# DETALLES DEL EJERCICIO
Contesta estas preguntas con lo que dice el texto sobre el seguimiento apostólico:
1. ¿Qué dejaron los Doce en nombre de Jesús?
2. ¿Qué pide Pablo que sean los candidatos al episcopado, presbiterado o diaconado?
3. ¿Qué cuestión resultaba marginal en la fundamentación de esta tradición?

# SECCIÓN DEL TEXTO
--------
Los textos solían referirse también, en segundo lugar, a los Doce mismos, que
han dado ejemplo del verdadero seguimiento, dejándolo todo –casas, hermanos,
hermanas, padres, madres, hijos o hacienda– en nombre de Jesús[12].
En las enseñanzas paulinas se descubría luego la realización de esta forma de
vida apostólica: también Pablo sigue a Cristo célibe, “libre de preocupaciones”
con respecto a las cosas del mundo y entregado de todo corazón al Señor (1Co
7,32-34). Su testimonio sobre los demás apóstoles, que llevan consigo una
“mujer hermana” (1Co 9,5), nunca fue comprendido en referencia a una presunta
vida matrimonial. Al contrario, el ejemplo de Pablo muestra cómo el ministerio
apostólico vive un amor celoso por la Iglesia, para presentarla como “casta
virgen” a Cristo (2Co 11,2; Ef 5,25-32). La enseñanza de las pastorales era
comprendida en el mismo sentido: Pablo pide que los candidatos al episcopado,
presbiterado o diaconado sean “unius uxoris vir”[13],
para indicar que habían de ser personas capaces de guardar la continencia, cosa
que no se podía esperar en otros casos[14].
Así pues, la
exigencia de renuncia al uso del matrimonio era vista como enraizada en la
tradición apostólica, como forma de seguimiento de Cristo motivado por su
llamada y su enseñanza explícita. La cuestión de la pureza ritual, referida al
ejemplo veterotestamentario, resultaba marginal en la fundamentación de esta
tradición[15].
--------
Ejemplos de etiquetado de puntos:
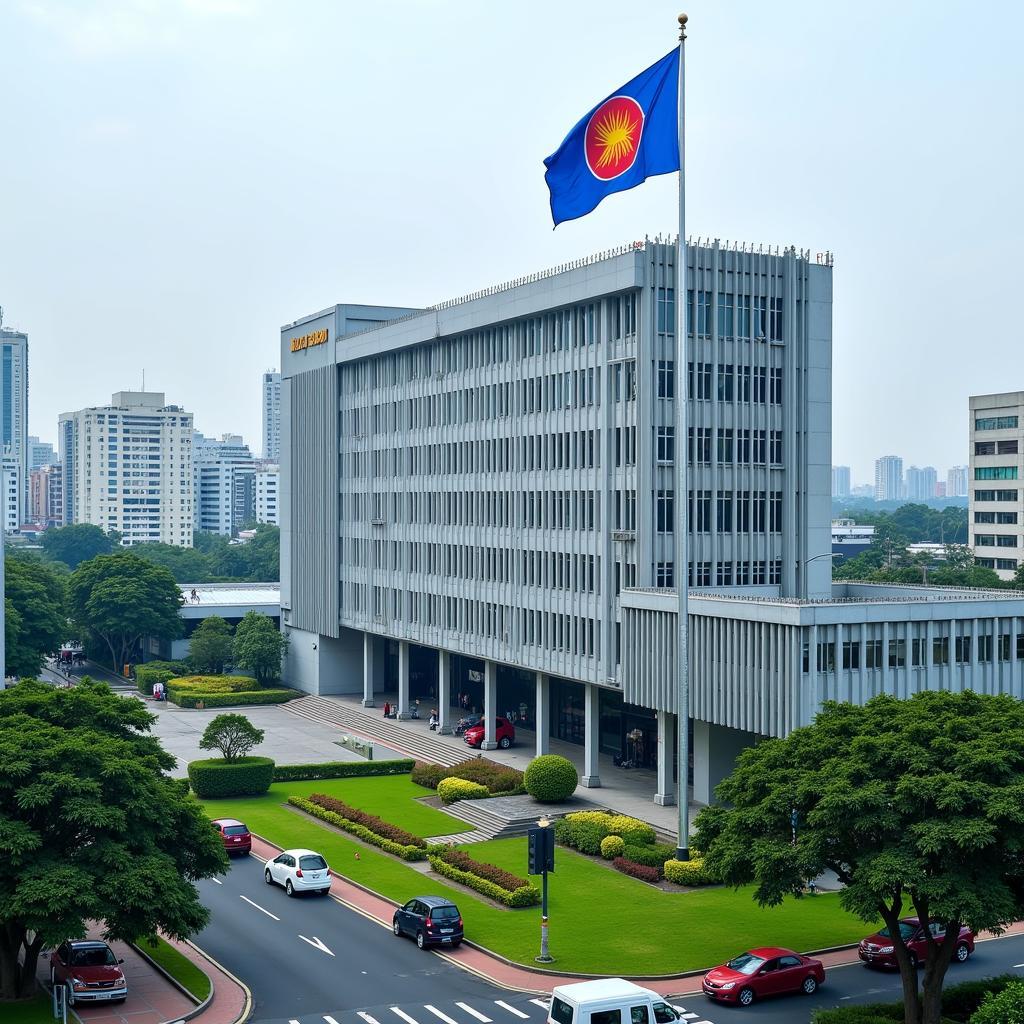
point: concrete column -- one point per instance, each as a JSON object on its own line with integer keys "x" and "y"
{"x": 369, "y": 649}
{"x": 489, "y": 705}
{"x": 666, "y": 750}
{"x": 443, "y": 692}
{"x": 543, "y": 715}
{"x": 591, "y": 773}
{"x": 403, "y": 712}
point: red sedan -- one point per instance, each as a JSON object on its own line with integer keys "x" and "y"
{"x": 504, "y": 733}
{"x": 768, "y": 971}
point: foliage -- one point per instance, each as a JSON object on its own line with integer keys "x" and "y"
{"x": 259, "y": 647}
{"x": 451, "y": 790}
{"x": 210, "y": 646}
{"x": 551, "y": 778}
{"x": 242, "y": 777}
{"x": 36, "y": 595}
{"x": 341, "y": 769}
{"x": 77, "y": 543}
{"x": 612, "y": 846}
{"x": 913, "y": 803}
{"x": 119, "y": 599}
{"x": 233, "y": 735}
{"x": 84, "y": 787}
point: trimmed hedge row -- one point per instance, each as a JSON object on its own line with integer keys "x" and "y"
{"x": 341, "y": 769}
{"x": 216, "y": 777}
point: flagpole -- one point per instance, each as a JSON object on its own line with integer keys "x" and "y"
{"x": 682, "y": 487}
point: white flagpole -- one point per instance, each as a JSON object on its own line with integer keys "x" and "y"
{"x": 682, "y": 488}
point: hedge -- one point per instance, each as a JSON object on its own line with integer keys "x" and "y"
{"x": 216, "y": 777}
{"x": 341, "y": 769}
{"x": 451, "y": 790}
--------
# EJERCICIO RESUELTO
1. Lo dejaron todo: casas, hermanos, hermanas, padres, madres, hijos o hacienda.
2. Pide que sean "unius uxoris vir", es decir, personas capaces de guardar la continencia.
3. La cuestión de la pureza ritual, referida al ejemplo veterotestamentario.